Problem details: Please extract each line from the entries below that contains the string "Target", treating uppercase and lowercase as different.

Records provided:
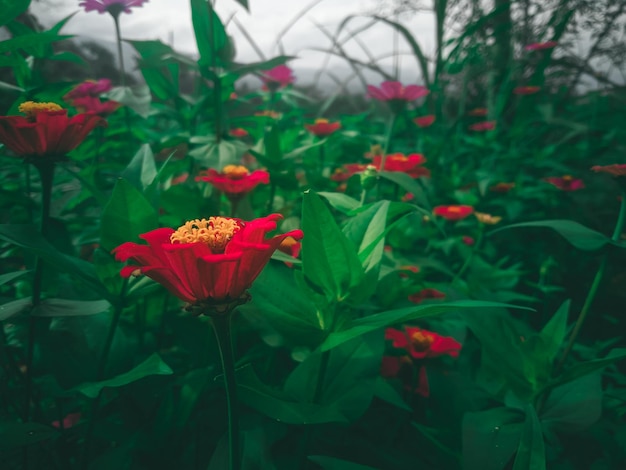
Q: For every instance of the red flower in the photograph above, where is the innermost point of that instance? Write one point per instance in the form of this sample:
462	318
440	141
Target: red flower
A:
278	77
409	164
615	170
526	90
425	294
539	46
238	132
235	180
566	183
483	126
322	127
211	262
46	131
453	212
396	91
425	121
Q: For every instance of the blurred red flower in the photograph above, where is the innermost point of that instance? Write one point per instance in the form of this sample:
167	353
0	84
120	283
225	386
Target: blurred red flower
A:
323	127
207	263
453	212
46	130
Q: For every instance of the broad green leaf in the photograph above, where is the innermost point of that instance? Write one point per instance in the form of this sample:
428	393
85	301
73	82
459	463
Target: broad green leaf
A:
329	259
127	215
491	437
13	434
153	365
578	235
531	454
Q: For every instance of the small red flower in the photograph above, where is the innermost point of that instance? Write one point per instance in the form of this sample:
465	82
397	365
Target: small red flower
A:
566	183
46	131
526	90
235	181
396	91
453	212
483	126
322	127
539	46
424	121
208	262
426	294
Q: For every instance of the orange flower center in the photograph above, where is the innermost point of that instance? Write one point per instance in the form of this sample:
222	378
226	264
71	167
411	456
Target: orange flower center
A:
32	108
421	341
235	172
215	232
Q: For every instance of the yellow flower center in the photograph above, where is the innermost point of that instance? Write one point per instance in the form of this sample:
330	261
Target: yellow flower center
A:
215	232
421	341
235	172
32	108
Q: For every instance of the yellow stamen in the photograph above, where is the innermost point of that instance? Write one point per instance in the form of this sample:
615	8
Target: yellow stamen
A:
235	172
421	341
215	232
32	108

---

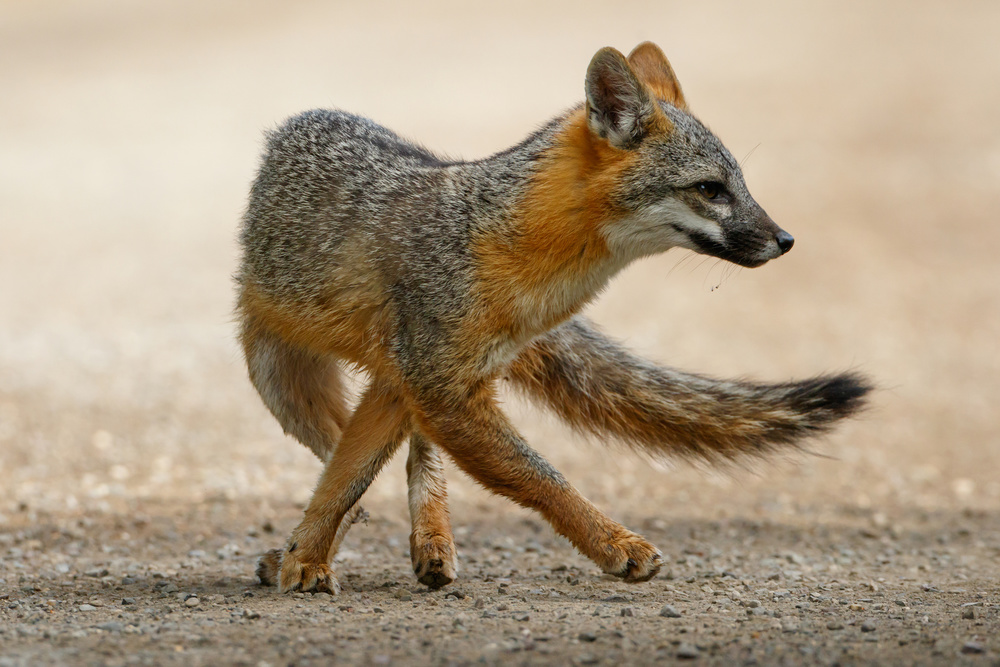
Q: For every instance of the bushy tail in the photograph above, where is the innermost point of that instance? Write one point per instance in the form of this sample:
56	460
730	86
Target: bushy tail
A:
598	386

Solved problem:
Target: red flower
Target: blurred red flower
Target: broad green leaf
Target: small red flower
Target: orange flower center
Target: yellow flower center
Target: yellow stamen
Target: bushy tail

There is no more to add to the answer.